▸ WHAT YOU WILL DO
Please revise the entries below, everything from the line containing "the black and" down to the end of the entries, so that "pin" becomes "marker", with all else left as it is.

▸ RECORDS FOR THE EXERCISE
— BEGIN —

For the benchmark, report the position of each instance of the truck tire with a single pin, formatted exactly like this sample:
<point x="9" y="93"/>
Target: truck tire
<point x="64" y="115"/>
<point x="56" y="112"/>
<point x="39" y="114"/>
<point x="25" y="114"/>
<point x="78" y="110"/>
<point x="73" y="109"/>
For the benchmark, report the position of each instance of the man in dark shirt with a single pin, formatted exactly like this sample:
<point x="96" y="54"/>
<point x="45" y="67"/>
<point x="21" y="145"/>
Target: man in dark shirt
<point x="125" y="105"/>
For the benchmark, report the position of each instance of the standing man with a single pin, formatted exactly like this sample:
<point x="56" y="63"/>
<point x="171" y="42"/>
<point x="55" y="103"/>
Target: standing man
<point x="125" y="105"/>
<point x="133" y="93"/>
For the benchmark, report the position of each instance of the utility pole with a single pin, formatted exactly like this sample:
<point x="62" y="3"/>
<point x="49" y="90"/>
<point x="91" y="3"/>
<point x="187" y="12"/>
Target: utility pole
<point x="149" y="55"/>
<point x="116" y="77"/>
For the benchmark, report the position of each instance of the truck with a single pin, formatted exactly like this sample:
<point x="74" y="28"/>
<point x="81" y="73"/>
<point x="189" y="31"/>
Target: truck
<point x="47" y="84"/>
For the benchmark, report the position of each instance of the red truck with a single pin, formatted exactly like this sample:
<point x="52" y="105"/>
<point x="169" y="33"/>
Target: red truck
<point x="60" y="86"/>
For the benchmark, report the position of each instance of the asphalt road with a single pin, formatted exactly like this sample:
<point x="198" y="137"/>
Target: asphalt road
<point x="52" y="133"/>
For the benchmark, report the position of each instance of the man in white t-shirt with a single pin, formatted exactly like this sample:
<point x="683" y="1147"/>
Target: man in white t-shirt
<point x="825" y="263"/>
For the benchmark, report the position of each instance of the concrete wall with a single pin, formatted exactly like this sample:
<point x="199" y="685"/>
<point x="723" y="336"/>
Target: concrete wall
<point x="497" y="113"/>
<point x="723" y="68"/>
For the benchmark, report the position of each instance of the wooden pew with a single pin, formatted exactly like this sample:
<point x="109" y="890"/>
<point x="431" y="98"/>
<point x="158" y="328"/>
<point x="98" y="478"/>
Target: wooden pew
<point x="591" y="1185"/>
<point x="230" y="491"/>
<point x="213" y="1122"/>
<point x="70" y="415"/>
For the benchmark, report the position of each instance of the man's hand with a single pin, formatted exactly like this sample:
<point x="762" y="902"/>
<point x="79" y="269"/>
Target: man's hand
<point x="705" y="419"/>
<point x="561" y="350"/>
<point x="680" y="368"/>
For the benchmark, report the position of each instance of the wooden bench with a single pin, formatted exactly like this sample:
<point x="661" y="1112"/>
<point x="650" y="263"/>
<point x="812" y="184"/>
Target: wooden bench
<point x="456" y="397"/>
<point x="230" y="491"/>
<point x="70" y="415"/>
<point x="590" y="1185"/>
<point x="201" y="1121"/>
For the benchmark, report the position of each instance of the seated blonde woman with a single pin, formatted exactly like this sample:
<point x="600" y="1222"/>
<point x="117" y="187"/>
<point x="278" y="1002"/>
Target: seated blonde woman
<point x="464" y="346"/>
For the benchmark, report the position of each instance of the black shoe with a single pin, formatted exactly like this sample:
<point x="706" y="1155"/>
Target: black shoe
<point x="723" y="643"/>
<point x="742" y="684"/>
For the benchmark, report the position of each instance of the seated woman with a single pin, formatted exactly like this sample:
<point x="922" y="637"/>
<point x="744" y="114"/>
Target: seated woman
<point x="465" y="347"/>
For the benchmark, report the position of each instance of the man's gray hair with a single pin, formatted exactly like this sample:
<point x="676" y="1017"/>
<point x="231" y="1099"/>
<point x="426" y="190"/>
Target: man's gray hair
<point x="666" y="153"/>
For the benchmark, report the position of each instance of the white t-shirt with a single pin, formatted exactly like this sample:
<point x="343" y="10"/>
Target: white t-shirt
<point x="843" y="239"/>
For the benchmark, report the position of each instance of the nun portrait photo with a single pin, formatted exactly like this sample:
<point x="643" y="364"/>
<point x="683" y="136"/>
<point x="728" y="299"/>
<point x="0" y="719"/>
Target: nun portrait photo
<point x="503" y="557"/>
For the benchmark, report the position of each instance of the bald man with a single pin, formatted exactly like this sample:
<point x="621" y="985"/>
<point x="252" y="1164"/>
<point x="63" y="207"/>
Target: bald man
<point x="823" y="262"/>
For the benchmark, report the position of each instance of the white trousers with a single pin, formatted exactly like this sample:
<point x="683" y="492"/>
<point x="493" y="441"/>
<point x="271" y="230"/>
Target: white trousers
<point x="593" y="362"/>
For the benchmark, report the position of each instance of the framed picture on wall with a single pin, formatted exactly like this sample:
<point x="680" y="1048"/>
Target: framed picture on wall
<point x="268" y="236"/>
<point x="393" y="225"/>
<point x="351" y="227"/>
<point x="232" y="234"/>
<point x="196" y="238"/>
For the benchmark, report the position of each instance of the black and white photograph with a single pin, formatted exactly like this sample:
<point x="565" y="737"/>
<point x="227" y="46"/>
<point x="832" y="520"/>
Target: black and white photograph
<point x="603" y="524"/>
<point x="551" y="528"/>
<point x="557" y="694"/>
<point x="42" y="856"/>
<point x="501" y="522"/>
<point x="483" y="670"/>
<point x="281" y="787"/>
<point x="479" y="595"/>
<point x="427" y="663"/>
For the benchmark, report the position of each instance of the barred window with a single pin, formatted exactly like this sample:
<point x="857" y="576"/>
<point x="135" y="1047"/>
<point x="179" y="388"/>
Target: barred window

— END —

▸ FULL SOLUTION
For the benchmark, report the position of each instance of the black and white photograph with a single marker, formatted exactly like this sample:
<point x="565" y="737"/>
<point x="227" y="46"/>
<point x="832" y="520"/>
Target: black and white photograph
<point x="603" y="524"/>
<point x="551" y="528"/>
<point x="557" y="694"/>
<point x="42" y="856"/>
<point x="501" y="522"/>
<point x="483" y="670"/>
<point x="281" y="787"/>
<point x="479" y="595"/>
<point x="427" y="663"/>
For the benchmark, report the position of each instance of the barred window with a single marker, formatted exactly like this sample:
<point x="857" y="576"/>
<point x="135" y="1047"/>
<point x="179" y="388"/>
Target: barred window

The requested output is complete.